Rewrite the stretch of the data below, from the line containing "Test yourself! Look at the image and find the lab" through the end of the data, as a numbered list, leaving out any blank lines.

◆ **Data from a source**
---+---

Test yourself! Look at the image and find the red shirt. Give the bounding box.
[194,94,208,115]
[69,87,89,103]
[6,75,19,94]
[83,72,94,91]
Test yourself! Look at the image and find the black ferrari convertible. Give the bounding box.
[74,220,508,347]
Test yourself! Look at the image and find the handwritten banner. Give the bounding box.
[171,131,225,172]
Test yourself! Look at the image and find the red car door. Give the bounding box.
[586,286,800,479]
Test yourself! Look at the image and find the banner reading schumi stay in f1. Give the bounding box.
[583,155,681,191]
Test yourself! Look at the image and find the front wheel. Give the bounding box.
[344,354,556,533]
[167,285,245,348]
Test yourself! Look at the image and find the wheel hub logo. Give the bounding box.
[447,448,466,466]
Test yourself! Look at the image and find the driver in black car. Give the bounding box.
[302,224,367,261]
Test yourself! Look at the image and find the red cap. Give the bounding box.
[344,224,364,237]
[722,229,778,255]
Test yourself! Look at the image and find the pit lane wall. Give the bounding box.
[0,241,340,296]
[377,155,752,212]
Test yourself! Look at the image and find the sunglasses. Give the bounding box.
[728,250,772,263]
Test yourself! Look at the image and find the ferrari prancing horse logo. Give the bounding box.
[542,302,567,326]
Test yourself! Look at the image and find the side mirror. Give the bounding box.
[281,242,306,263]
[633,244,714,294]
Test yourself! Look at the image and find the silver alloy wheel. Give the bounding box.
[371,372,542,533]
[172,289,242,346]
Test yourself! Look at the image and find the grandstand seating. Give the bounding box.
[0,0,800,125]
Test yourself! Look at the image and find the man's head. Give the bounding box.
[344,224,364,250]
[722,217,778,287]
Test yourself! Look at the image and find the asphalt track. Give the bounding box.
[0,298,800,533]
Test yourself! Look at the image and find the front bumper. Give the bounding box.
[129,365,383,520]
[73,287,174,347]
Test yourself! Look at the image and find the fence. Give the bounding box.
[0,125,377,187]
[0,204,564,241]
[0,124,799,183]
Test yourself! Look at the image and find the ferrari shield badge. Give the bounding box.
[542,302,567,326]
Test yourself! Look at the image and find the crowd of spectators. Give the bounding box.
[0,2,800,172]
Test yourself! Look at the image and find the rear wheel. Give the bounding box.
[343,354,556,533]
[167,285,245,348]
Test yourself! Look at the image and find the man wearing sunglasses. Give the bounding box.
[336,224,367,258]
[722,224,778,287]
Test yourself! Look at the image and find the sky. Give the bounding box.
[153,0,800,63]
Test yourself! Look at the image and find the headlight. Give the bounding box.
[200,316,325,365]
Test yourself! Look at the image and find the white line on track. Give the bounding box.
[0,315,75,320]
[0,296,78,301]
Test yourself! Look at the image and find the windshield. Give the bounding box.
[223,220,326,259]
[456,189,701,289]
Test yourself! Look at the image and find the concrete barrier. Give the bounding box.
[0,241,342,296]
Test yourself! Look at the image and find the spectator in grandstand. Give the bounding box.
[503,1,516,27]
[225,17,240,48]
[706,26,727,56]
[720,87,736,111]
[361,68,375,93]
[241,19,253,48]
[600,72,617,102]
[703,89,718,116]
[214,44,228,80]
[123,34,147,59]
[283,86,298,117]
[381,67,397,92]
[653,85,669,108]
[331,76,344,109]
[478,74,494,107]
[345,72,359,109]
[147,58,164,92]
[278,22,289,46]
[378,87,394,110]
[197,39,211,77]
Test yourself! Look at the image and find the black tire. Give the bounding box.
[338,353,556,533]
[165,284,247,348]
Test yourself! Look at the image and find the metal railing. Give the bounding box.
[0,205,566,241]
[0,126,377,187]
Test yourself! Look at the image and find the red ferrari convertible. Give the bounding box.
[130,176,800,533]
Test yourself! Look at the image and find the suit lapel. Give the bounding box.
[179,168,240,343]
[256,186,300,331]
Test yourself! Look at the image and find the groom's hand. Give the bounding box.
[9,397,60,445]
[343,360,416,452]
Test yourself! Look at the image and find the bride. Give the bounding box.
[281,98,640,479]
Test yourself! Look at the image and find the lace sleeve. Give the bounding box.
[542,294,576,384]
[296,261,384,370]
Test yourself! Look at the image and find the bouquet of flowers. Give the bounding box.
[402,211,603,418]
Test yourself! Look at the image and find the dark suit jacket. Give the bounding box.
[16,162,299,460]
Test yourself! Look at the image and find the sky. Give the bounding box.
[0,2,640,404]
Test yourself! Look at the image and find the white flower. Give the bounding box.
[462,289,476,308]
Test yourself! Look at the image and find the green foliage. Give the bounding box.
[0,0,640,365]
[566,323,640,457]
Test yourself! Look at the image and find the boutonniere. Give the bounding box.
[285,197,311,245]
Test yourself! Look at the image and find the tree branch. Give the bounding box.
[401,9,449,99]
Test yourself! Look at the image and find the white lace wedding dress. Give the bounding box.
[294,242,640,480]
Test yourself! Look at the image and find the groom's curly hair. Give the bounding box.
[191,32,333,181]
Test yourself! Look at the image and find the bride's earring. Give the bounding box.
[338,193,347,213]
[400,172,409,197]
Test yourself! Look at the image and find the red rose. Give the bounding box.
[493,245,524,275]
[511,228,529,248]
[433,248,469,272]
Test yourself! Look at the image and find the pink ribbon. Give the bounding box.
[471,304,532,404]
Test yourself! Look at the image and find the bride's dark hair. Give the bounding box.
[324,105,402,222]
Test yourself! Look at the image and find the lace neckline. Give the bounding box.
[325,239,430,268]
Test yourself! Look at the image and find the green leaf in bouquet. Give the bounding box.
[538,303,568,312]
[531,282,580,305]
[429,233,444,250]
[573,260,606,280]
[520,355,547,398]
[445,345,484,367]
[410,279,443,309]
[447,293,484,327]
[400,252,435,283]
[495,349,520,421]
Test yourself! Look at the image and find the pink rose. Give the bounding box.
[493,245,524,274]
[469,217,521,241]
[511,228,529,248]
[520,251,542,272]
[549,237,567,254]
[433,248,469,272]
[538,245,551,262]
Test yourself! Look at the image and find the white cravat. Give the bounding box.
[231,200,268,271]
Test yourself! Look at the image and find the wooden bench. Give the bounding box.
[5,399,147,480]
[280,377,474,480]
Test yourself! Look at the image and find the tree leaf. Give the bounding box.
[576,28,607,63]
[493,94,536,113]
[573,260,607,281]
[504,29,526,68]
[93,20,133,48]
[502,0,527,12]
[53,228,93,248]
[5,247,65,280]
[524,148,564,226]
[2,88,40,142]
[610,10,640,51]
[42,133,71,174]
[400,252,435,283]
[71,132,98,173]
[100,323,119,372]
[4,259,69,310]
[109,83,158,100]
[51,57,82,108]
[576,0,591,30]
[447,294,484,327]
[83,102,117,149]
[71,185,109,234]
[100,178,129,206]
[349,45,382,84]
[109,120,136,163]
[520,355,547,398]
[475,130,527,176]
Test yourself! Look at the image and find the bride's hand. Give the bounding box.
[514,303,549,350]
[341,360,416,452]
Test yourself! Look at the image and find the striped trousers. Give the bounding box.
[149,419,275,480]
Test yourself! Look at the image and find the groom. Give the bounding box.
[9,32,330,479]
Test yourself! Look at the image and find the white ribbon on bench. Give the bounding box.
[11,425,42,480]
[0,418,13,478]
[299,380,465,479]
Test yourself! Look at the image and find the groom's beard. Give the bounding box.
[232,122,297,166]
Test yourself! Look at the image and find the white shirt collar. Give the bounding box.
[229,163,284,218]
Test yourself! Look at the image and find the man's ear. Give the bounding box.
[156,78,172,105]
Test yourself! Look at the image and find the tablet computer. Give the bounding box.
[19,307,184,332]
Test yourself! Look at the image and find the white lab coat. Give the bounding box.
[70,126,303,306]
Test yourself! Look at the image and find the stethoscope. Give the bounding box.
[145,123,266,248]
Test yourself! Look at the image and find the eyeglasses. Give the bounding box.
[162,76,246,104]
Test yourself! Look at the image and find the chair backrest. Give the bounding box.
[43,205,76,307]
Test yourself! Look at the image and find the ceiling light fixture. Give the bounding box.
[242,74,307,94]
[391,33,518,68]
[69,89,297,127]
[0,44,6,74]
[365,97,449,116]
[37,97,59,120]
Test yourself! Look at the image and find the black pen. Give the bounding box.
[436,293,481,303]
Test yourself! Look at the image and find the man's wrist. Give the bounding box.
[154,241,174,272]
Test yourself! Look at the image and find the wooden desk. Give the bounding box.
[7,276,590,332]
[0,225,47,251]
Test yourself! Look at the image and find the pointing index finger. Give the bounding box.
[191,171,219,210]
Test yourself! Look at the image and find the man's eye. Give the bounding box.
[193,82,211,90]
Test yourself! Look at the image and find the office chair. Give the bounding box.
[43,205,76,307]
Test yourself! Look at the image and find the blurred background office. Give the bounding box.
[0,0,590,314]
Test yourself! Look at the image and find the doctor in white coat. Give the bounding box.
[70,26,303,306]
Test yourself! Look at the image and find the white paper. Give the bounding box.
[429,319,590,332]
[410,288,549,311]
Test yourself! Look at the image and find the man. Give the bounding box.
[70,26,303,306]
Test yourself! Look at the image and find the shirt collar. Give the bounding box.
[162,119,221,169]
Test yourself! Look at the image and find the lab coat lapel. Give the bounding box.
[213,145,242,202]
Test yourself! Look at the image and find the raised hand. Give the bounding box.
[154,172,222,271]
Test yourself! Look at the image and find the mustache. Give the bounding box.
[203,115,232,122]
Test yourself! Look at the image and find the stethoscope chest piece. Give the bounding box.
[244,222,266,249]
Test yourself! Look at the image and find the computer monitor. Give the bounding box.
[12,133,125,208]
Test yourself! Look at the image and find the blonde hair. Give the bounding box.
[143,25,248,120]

---+---

◆ **Answer for the task**
1. Test yourself! Look at the image and find the lab coat lapel. Give the bounding box.
2. [213,145,242,202]
3. Test yourself! Look at the image and find the raised hand. Give the bounding box.
4. [154,172,222,271]
5. Test yourself! Look at the image and find the mustache. Give the bounding box.
6. [203,115,232,122]
7. Test yourself! Look at the image and find the stethoscope chest piece. Give the bounding box.
8. [244,222,266,249]
9. Test yourself! Look at the image and find the computer monitor. Give the bounding box.
10. [12,133,125,208]
11. Test yourself! Look at the image and find the blonde hair. Give the bounding box.
12. [143,25,248,120]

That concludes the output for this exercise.